WHAT THIS TASK INVOLVES →
Pictures stay out of your copy, but everything else in the records below must be repeated exactly.

DATA FOR REVIEW →
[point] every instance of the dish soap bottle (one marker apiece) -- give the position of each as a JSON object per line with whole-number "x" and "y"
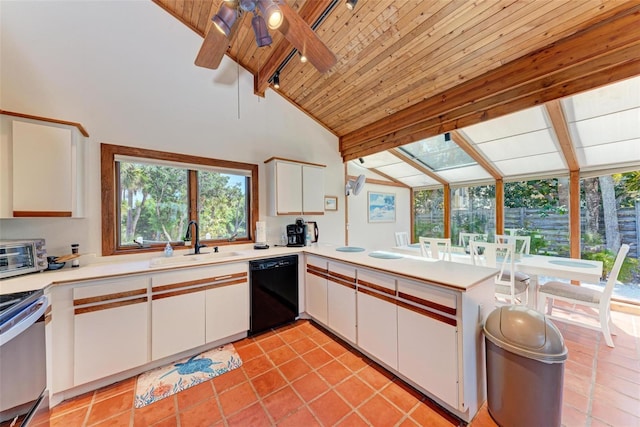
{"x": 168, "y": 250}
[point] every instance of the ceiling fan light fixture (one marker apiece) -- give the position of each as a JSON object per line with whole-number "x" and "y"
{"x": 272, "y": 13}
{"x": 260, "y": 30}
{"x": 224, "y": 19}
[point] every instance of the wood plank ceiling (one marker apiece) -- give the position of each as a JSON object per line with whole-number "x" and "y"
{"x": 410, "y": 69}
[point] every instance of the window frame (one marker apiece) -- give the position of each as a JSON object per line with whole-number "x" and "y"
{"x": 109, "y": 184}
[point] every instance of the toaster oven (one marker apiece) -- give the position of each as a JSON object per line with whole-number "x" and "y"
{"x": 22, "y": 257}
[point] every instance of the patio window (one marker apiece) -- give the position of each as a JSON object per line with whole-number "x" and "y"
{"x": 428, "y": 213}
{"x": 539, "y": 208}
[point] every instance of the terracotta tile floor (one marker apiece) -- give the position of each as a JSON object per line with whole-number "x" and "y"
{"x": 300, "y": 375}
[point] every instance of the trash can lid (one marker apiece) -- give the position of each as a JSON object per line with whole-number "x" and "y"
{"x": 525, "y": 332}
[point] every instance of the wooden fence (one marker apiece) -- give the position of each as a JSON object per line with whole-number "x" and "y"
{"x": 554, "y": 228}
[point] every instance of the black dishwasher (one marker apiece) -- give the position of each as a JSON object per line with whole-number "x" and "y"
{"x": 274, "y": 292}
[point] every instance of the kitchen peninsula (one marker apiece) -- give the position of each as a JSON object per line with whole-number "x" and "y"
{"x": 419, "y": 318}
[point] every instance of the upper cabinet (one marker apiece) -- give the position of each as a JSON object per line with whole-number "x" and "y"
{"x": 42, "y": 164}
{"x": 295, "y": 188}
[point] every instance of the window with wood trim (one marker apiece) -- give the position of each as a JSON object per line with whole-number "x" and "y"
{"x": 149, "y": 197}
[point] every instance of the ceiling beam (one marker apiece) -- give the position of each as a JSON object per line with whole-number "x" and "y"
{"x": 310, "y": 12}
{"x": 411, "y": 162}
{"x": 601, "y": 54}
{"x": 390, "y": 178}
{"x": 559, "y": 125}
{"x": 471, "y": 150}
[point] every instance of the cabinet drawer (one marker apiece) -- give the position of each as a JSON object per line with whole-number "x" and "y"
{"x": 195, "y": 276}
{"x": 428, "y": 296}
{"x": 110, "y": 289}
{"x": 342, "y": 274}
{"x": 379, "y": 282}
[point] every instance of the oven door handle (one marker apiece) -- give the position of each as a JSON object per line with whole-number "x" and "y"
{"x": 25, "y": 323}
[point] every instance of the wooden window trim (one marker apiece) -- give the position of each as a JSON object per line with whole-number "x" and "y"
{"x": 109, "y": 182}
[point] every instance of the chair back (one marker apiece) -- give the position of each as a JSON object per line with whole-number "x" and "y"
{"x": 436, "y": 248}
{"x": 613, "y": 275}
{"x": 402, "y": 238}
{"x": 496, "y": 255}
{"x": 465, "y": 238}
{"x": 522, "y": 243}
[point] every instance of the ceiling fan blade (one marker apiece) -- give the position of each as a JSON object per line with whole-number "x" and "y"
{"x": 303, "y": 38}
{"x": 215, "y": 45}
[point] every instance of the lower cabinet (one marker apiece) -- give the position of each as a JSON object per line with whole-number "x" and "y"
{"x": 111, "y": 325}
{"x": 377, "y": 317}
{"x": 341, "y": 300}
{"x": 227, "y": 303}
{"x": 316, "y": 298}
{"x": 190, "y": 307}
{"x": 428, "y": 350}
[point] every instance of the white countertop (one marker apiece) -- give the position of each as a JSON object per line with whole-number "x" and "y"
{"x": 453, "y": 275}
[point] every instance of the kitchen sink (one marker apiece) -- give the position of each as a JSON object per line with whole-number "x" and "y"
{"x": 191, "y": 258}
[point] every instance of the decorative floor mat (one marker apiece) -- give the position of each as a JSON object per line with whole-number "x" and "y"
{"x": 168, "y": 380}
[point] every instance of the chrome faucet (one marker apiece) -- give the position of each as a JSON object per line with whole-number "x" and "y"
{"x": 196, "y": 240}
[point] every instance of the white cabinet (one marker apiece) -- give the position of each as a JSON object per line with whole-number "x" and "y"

SOLUTION TO THE PROBLEM →
[point] every instance of the dish soap bottle (one marker apiece) -- give the position of each as a JSON object per line with whole-number "x" and "y"
{"x": 168, "y": 250}
[point] every instance of the ceiling fan light fixture (one marker apiece) -- give the position of each as a JSON object per line with whole-number "x" and "y"
{"x": 272, "y": 13}
{"x": 260, "y": 30}
{"x": 224, "y": 19}
[point] every instance of the wood plank ceiling (one marker apiece) -- give the position of each as a JSON object per line with whole-number "x" and "y"
{"x": 410, "y": 69}
[point] every instance of the window frame (one marker apiece) -- give the position of each as a JSON object per line with whole-number "x" and "y"
{"x": 109, "y": 184}
[point] every instance of the toaster oven (one marker apiece) -- give the position of each as a JSON object per line with whole-number "x" and "y"
{"x": 22, "y": 257}
[point] every instance of the patio window (one marker apiece) -- give the position of each as a JSON object per line with whole-number "x" and "y"
{"x": 428, "y": 213}
{"x": 539, "y": 208}
[point] every instance of the terracotta tile floor (one marker apiece) -- give the position of each as a JSON object per line with whole-number "x" and "y"
{"x": 300, "y": 375}
[point] every instance of the trash can lid (one marker apiece) -- give the position of each as a JSON object per line with whole-number "x" and "y"
{"x": 525, "y": 332}
[point] every instance of the wooden fence (one marker apiece) -- give the position of each as a JSON object per line with whole-number "x" and "y"
{"x": 554, "y": 228}
[point] every instance of the black dishwasher (one marker apiece) -- give the position of each as a JSON object per line with whole-number "x" and "y"
{"x": 274, "y": 292}
[point] every instance of the kitchen peninsula (one marker apiece) -- give the position of each as a JSON object per line with whole-number "x" and "y"
{"x": 419, "y": 318}
[point] every instance of the upper cabinet (one marker apiece) -- give the position of each as a JSON object per line with whole-number "x" and "y"
{"x": 42, "y": 164}
{"x": 295, "y": 188}
[point] every instance of the window with wood trim (one marker apiece) -- give the position of each as a JSON object per line with whole-number "x" and "y"
{"x": 149, "y": 197}
[point] every instance of the ceiling beam (one marker apiece) -- give the position of each as a JSON object per line with whole-number "x" and "y"
{"x": 310, "y": 12}
{"x": 411, "y": 162}
{"x": 601, "y": 54}
{"x": 390, "y": 178}
{"x": 559, "y": 125}
{"x": 471, "y": 150}
[point] every instance of the cabinet drawer (one marker apiece) -- give the position of each as a JSON object per line with whole-number "x" and "y"
{"x": 195, "y": 276}
{"x": 428, "y": 296}
{"x": 110, "y": 289}
{"x": 342, "y": 274}
{"x": 379, "y": 282}
[point] every instance of the oven door handle (one marker apiece) -- give the position of each as a JSON object per line with whole-number "x" and "y"
{"x": 25, "y": 323}
[point] every instance of the wooden window trim (one marker apiece) -- give the position of each as a JSON object per line with whole-number "x" and "y"
{"x": 109, "y": 182}
[point] every instance of the chair back (one marker apiece) -- give the position of each as a JSON object per line with whole-number "x" and "y"
{"x": 436, "y": 248}
{"x": 613, "y": 275}
{"x": 402, "y": 238}
{"x": 496, "y": 255}
{"x": 465, "y": 238}
{"x": 522, "y": 243}
[point] every instance of the ceiling fan blade (one marker apiece) -- give the position of each as a JSON object per line with whole-number "x" and "y"
{"x": 303, "y": 38}
{"x": 215, "y": 45}
[point] every instance of the lower cabinet (one marker apiece) -- give the position of each as a JSON object per line with whole-number "x" and "y"
{"x": 111, "y": 325}
{"x": 377, "y": 317}
{"x": 341, "y": 300}
{"x": 227, "y": 303}
{"x": 316, "y": 298}
{"x": 190, "y": 307}
{"x": 428, "y": 350}
[point] every instance of the white countertop (one marker apiece) -- give the position of each as a JSON object per line with whole-number "x" and "y"
{"x": 453, "y": 275}
[point] every instance of the kitchen sink (one marker apiece) -- give the position of each as a JSON object per line with whole-number "x" and "y"
{"x": 191, "y": 258}
[point] every instance of the decorative floor mat (one marker apiece) -- give the position of each as a JSON object per line with whole-number "x" and "y"
{"x": 168, "y": 380}
[point] every instance of the chrome faucet (one marker apiece) -- give the position of each as a JSON object per line with whole-number "x" and "y"
{"x": 196, "y": 240}
[point] every instance of the white cabinet (one marker apiece) -- give the position of each as a JSON object per line with whole-number "x" and "y"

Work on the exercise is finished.